[Start of Attachment]

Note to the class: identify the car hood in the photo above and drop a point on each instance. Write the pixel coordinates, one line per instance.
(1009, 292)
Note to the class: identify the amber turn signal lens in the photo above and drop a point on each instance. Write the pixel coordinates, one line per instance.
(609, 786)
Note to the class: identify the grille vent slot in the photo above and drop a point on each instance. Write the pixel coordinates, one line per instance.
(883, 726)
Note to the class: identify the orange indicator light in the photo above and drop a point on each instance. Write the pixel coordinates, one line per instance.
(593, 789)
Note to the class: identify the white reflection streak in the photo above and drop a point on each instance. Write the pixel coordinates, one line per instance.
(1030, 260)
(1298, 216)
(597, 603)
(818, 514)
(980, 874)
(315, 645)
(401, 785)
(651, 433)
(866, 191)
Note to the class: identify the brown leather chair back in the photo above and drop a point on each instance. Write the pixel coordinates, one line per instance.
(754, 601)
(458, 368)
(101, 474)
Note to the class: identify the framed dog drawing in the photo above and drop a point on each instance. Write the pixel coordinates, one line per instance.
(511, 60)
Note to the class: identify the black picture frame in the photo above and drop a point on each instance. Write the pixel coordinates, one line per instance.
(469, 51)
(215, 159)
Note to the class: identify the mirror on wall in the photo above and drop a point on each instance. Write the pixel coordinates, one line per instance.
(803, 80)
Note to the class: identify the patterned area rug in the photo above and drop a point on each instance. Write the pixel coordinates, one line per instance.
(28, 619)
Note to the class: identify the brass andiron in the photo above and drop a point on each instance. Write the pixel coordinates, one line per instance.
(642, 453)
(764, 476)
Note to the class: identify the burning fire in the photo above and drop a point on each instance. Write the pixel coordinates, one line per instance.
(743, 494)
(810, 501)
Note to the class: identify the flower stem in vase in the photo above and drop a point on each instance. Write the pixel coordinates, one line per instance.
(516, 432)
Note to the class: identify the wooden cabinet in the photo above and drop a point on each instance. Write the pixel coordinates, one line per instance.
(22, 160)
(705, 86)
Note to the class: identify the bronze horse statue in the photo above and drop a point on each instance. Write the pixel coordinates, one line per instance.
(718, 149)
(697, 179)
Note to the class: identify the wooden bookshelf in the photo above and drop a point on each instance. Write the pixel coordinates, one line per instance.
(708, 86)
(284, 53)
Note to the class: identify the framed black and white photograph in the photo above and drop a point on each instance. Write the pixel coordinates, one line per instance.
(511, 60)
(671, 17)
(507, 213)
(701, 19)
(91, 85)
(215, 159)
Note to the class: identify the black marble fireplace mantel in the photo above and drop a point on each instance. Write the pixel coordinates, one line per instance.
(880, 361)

[End of Attachment]

# Work to complete:
Every record above needs to be restated exactly.

# Written reply:
Note to the class: identify the car hood in the photo above and drop a point on each instance. Write the pixel coordinates, one line per instance.
(1009, 292)
Note to the class: identify the amber turn signal lens in the photo above and drop a point on each instance. Write the pixel coordinates, one line per instance.
(609, 786)
Note to the class: identify the grille vent slot in the photo above and drop a point on each instance. Write the pixel coordinates, one line per instance.
(883, 726)
Note to the class: identify the orange indicator light in the photo above and drop a point on each instance. Write the pixel coordinates, one line per instance.
(593, 789)
Note to the class: identify the white reflection streak in the photo above and drop a point on each instance. Write the pixel coordinates, one line per instance.
(1030, 260)
(1298, 216)
(597, 603)
(818, 514)
(980, 874)
(315, 645)
(401, 785)
(651, 433)
(866, 191)
Note to the class: identify the brown leather chair back in the photo above and drop a point on each instance. Write the pixel coordinates, one line per instance.
(754, 601)
(458, 368)
(101, 474)
Note to the class: identify the framed dog drawing in the photo above and drop a point on each instance. Write the pixel coordinates, one line per instance.
(511, 60)
Note to the class: identify the black picture frame in the photo above and drop a point on each instance. Write the pixel coordinates, one line per instance.
(469, 51)
(215, 159)
Note to the class: identify the mirror on wall in the photo above and drop a point on each instance. Write the pixel coordinates, one line per instance.
(803, 80)
Note to the class: identify the patterned area rug in the photo above and drop a point on each instance. Write the pixel coordinates, one line per instance.
(28, 619)
Note to the class: identify the brass andiron in the photo above and drop a point on each instance. Write the pixel coordinates, one line per instance.
(642, 453)
(764, 476)
Note to the class: identify the burning fire in the photo above and drop a point on each instance. Write the pixel coordinates, one line per instance.
(743, 494)
(810, 501)
Note to the class: identify the flower stem in vase in the photo above and drop a point on each instance. Write the pixel coordinates, one line per instance.
(516, 432)
Note to the class: identify the wooden cabinet in the photo above and drop a point on each instance. Write the pixel coordinates, one line per instance.
(22, 160)
(705, 86)
Note to the class: identify the bronze horse statue in the photo above and drop a point on each instance. Write the pixel coordinates, one line per instance.
(718, 149)
(697, 179)
Note to the class: identify the wooden bookshelf in the photo above and drop a point on each instance. Write the pixel coordinates, one line per instance.
(708, 86)
(284, 53)
Note to the class: identify the framed black and white photograph in the photo above and drop a point on each instance. Write the pixel coordinates, one line per instance.
(511, 60)
(671, 17)
(507, 213)
(701, 19)
(91, 85)
(215, 159)
Note to the class: identify the black marble fireplace mantel in the photo above and drop a point on each instance. Write the pixel coordinates, one line per instance.
(880, 361)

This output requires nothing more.